In the book review, who sent the reviewer the book?

───── Passage ─────

Archive for Henri Poincaré

probabilistic numerics [book review]

Posted in Books, pictures, Statistics, Travel with tags , , , , , , , , , , , , , , , , , , , , on July 28, 2023 by xi'an

Probabilistic numerics: Computation as machine learning is a 2022 book by Philipp Henning, Michael Osborne, and Hans Kersting that was sent to me by CUP (upon my request and almost free of charge, as I had to pay custom charges, thanks to Brexit!). With the important message of bringing statistical tools to numerics. I remember Persi Diaconis calling for (such) actions in the 1980’s (and even reading a paper of his on the topic along with George Casella in Ithaca while waiting for his car to get serviced!).

From a purely aesthetic view point, the book reads well, offers a beautiful cover and sells for a quite reasonable price for an academic book. Plus it is associated with a website containing draft version of the book. Code, links to courses, research, conferences are also available there. Just a side remark that it enjoys very wide margins that may have encouraged an inflation of footnotes (but also exercises). Except when formulas get in the way (as e.g. on p.40).

The figure below is an excerpt from the introduction that sets the scene of probabilistic numerics involving algorithms as agents, gathering data and making decisions, with an obvious analogy with standard Bayesian decision theory. Modelling uncertainty missing from the picture (if not from the book, as explained later by the authors as an argument against attaching the label Bayesian to the field). Also referring to Henri Poincaré for the origination of the prior vs posterior uncertainty about a mathematical quantity. Followed by early works from the Russian school of probability, somewhat ignored until the machine-learning revolution and a 2012 NIPS workshop organised by the authors. (I participated to a follow-up workshop at NIPS 2015.)

In this nicely written section, I have an objection to the authors’ argument that a frequentist, as opposed to a Bayesian, “has the loss function in mind from the outset” (p.9), since the loss function is logically inseparable from the prior and considered from the onset. I also like very much the conclusion to that introduction, namely that the main messages (from the book) are that (verbatim)

  • classical methods are probabilist (p.10)
  • numerical methods are autonomous agents (p.11)
  • numerics should not be random (if not a rejection of the concept of Monte Carlo methods, p.1, but probabilistic numerics being opposed to stochastic numerics, p.67)
  • numerics must report calibrated uncertainty (p.12)
  • imprecise computation is to be embraced (p.12)
  • probabilistic numerics consolidates numerical computation and statistical inference (p.13)
  • probabilistic numerical algorithms are already adding value (p.13)
  • pipelines of computation demand harmonisation

“Is it still reasonable to labour under computational constraints conceived in the 1940s?” (p.113)

“rather than being equally good for any number of dimensions, Monte Carlo is perhaps better thought of as being equally bad” (p.110)

Chapter I is a 40p infodump (!) on mathematical concepts needed for the following parts. Chapter II is about integration, opposing again PN and Monte Carlo (with strange remark that MCMC does not achieve √N convergence rate, p.72). In the sense that the later is frequentist in that it does not use a prior [unless considering a limiting improper version as in Section 12.2, an intriguing concept in this setup as I wonder whether or not improper priors can at all be contemplated] on the object of interest and hence that the stochasticity does not reflect uncertainty but rather the impact of the simulated sample. Advocating Bayesian quadrature (with some weird convergence graphs exhibiting a high variability with the number of iterations that apparently is not discussed) and bringing in the fascinating perspective of model choice in that framework (leading to compute a posterior probability for each model!). Being evidently biased towards Monte Carlo, I find the opposition in Chapter 12 unnecessarily antagonistic, while presenting Monte Carlo methods as a form of minimax solution, the more because quasi-Monte Carlo methods are hardly discussed (or dismissed). As illustrated by the following picture (p.115) and the above quotes. (And I won’t even go into the absurdity of §12.3 trashing pseudo-random generators as “painfully dumb”.)

───── Data supplied ─────

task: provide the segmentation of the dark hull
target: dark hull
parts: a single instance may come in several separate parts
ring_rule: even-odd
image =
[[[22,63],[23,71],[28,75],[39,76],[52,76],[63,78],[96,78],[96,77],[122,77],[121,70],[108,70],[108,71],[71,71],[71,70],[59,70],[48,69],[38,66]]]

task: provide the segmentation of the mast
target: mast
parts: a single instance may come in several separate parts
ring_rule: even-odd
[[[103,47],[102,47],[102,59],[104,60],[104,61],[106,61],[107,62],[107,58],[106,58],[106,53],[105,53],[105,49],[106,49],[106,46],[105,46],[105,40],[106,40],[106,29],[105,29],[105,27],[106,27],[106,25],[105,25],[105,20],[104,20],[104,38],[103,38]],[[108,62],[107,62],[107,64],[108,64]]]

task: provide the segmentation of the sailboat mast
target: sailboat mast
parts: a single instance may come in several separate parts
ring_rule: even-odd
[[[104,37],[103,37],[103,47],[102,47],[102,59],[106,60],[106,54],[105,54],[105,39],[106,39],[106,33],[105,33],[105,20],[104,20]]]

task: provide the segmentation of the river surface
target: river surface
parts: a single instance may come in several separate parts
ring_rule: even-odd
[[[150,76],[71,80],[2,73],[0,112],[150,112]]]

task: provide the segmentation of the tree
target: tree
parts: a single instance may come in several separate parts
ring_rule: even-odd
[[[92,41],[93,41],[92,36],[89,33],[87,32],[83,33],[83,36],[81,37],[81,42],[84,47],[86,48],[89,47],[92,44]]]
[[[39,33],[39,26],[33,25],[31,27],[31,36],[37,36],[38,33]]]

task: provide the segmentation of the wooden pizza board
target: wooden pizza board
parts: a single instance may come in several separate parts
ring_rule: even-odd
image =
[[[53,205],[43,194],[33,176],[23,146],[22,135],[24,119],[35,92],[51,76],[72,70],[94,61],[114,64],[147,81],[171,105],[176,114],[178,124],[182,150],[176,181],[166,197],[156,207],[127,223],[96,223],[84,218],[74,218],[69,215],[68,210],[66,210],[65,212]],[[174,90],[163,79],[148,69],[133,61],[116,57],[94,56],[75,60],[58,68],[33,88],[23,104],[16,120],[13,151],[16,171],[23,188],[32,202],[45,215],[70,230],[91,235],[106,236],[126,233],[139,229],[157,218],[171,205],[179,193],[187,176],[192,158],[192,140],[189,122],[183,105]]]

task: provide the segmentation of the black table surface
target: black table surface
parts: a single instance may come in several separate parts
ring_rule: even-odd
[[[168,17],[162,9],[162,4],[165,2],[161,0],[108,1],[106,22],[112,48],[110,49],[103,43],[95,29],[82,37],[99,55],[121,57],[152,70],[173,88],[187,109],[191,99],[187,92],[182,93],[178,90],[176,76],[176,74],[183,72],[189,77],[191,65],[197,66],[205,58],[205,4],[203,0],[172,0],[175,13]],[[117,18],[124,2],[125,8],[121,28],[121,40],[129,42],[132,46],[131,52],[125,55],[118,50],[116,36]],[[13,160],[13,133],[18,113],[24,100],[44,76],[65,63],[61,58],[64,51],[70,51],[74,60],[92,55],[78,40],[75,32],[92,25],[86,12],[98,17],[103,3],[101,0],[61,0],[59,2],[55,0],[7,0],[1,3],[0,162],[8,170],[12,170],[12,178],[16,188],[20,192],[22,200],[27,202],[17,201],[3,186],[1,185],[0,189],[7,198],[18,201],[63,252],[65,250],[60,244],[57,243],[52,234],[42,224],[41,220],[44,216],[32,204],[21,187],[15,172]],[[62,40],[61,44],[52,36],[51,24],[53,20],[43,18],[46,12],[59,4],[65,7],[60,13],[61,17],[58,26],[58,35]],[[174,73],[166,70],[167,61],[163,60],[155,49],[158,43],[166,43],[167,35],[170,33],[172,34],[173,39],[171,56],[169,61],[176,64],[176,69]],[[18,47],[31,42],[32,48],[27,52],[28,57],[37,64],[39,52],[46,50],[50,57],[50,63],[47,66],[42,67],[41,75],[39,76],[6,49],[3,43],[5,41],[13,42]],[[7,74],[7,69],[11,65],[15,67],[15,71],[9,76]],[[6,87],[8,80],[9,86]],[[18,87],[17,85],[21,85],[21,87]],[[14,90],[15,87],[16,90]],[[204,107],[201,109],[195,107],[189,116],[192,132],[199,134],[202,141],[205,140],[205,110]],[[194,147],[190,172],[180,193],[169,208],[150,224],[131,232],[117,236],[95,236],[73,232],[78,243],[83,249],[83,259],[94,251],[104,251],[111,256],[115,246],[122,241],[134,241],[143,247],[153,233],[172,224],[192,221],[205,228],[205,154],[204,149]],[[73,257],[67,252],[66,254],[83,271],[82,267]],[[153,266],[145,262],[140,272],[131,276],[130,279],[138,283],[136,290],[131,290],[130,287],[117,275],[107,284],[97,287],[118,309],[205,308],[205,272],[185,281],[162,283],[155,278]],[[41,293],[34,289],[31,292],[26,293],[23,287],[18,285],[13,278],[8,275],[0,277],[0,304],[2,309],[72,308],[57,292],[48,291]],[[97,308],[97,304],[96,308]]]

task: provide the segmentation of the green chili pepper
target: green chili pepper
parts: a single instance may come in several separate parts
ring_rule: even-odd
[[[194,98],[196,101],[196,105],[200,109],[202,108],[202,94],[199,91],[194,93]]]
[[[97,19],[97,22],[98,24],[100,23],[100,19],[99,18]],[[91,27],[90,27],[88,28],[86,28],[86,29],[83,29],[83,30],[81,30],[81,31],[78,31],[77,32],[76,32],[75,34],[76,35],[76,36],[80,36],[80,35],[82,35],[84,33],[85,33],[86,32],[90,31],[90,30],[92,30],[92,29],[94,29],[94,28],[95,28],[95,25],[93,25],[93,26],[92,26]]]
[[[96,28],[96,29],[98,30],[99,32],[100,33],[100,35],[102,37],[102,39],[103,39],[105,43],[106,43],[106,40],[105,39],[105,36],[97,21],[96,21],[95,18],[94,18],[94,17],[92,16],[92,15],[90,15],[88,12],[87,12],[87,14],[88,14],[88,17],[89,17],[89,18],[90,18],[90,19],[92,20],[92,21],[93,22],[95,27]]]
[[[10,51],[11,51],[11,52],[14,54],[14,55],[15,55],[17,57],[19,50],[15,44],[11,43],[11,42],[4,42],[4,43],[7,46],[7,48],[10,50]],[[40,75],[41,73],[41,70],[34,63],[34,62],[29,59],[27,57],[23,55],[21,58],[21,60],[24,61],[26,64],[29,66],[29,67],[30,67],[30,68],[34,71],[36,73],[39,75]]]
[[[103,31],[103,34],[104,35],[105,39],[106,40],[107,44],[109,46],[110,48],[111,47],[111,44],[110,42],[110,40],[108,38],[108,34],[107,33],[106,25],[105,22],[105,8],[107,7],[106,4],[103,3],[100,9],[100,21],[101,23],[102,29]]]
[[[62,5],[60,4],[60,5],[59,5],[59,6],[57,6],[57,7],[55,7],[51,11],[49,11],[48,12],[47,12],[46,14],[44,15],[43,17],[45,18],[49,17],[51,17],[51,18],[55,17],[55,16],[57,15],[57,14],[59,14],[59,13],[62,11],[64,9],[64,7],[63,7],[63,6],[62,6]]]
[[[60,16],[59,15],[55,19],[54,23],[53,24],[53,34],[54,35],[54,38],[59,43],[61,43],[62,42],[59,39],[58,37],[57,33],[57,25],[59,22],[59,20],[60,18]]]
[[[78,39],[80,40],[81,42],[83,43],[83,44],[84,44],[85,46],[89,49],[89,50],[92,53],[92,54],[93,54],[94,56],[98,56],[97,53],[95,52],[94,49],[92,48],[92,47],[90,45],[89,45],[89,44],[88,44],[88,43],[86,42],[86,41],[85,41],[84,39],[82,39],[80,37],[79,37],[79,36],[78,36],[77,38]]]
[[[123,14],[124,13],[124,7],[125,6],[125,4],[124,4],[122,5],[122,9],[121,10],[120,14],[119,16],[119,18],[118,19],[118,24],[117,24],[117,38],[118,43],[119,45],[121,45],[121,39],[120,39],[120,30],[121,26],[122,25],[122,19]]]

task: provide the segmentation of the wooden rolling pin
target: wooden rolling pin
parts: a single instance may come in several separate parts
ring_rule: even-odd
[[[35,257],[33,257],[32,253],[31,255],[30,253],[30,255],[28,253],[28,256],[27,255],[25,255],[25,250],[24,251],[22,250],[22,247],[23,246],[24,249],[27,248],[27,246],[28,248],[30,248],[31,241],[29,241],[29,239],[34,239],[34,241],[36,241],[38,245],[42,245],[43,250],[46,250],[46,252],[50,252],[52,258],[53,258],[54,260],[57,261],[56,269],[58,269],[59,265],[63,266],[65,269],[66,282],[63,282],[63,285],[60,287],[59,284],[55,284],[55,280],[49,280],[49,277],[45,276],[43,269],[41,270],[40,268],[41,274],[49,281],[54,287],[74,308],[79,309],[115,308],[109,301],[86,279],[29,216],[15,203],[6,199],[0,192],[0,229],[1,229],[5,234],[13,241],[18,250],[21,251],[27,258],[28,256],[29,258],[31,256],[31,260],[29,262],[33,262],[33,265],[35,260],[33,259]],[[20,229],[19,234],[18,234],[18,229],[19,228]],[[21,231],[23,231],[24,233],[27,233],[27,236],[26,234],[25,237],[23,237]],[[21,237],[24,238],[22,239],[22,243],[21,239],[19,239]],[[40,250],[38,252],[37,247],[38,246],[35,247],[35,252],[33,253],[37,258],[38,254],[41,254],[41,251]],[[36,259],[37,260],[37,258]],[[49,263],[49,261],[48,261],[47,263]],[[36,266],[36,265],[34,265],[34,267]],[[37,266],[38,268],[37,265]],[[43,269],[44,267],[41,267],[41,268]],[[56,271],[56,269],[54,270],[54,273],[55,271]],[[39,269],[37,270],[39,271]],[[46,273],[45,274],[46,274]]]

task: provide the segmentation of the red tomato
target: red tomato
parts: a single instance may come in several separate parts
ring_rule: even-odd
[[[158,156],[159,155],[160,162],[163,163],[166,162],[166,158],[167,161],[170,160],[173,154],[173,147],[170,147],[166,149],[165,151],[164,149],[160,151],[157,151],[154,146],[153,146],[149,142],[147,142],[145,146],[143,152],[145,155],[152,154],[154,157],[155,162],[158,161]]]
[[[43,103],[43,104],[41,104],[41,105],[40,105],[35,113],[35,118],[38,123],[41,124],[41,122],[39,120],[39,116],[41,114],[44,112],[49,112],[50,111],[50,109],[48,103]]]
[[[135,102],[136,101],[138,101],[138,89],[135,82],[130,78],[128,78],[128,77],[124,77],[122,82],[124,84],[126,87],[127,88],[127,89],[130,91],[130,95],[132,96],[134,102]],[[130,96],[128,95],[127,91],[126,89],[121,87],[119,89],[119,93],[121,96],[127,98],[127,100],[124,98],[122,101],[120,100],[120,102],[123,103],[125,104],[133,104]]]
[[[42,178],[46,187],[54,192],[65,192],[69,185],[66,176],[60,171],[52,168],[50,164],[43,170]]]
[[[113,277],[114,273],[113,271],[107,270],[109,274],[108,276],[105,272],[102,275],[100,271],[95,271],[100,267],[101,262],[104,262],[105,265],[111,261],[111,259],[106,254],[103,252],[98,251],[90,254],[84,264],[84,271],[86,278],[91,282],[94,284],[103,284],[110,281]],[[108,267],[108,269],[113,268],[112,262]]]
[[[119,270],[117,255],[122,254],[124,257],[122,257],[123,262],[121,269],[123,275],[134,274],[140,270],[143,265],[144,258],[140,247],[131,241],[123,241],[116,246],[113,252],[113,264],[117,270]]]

─────

Solution to this exercise: CUP